[The problem] Return exactly the final stretch of the records below, opening with the line that contains "negative clicks: (288, 293) (286, 329)" and closing with the last line.

Records from a data collection
++++++
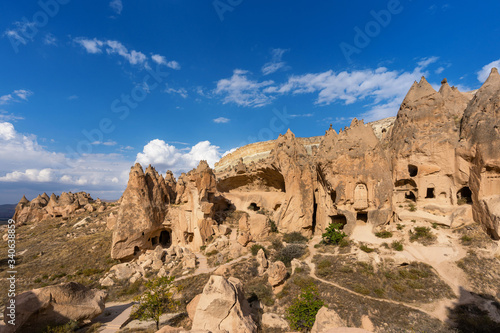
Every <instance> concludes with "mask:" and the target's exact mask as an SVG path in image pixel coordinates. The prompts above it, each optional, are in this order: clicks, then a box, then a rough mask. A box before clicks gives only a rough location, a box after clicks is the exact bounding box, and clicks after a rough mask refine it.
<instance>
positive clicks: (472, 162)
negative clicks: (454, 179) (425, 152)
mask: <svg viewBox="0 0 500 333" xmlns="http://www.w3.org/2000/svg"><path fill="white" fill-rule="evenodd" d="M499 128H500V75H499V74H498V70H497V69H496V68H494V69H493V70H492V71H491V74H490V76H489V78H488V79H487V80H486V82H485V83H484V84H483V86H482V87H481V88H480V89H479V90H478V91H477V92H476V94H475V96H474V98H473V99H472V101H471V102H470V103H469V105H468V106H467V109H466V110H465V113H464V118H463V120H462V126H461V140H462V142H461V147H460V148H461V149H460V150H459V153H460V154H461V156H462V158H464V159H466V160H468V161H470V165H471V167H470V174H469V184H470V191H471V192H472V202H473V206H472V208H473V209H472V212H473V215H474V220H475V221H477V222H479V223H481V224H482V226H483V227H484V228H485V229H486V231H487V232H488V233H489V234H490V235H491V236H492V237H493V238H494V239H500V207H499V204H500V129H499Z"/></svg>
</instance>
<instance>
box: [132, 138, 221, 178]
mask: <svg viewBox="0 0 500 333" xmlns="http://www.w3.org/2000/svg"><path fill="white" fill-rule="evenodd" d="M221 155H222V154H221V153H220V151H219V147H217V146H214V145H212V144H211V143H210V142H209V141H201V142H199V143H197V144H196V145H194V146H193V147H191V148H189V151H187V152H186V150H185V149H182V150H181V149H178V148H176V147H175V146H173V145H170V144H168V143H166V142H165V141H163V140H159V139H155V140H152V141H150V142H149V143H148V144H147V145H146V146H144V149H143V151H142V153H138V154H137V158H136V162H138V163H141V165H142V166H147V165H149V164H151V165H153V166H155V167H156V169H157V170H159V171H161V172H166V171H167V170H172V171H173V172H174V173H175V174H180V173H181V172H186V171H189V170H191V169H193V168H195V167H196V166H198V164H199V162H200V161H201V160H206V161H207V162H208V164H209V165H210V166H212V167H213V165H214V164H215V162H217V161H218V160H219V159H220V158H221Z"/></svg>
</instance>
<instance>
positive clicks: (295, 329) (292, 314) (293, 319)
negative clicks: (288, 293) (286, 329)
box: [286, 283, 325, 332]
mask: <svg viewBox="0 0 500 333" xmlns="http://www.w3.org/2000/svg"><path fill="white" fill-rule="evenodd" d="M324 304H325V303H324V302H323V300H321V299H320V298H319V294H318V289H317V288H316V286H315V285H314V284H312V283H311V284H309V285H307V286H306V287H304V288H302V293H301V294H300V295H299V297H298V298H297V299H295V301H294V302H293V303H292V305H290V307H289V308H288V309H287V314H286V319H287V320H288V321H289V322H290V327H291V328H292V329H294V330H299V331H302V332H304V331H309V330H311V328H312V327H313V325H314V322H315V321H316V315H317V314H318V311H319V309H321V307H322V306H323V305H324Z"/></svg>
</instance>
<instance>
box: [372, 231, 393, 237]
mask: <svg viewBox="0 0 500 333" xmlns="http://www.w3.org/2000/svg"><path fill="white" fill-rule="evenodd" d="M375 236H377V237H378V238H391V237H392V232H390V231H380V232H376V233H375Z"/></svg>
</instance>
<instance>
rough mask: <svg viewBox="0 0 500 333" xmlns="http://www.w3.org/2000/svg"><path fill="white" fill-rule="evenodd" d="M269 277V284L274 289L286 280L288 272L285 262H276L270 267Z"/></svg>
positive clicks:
++++++
[Answer section]
negative clicks: (288, 293) (286, 329)
box: [286, 283, 325, 332]
mask: <svg viewBox="0 0 500 333" xmlns="http://www.w3.org/2000/svg"><path fill="white" fill-rule="evenodd" d="M324 304H325V303H324V302H323V300H321V299H320V298H319V294H318V289H317V288H316V286H315V285H314V284H312V283H311V284H309V285H307V286H306V287H304V288H302V293H301V294H300V295H299V297H298V298H297V299H295V301H294V302H293V303H292V305H290V307H289V308H288V309H287V314H286V319H287V320H288V321H289V322H290V327H291V328H292V329H294V330H299V331H302V332H304V331H309V330H311V328H312V327H313V325H314V322H315V321H316V315H317V314H318V311H319V309H321V307H322V306H323V305H324Z"/></svg>
</instance>
<instance>
box: [372, 231, 393, 237]
mask: <svg viewBox="0 0 500 333" xmlns="http://www.w3.org/2000/svg"><path fill="white" fill-rule="evenodd" d="M375 236H377V237H378V238H391V237H392V232H390V231H380V232H376V233H375Z"/></svg>
</instance>
<instance>
rough mask: <svg viewBox="0 0 500 333" xmlns="http://www.w3.org/2000/svg"><path fill="white" fill-rule="evenodd" d="M269 277V284L274 289L286 280L288 272L285 262H276L270 267Z"/></svg>
positive clicks:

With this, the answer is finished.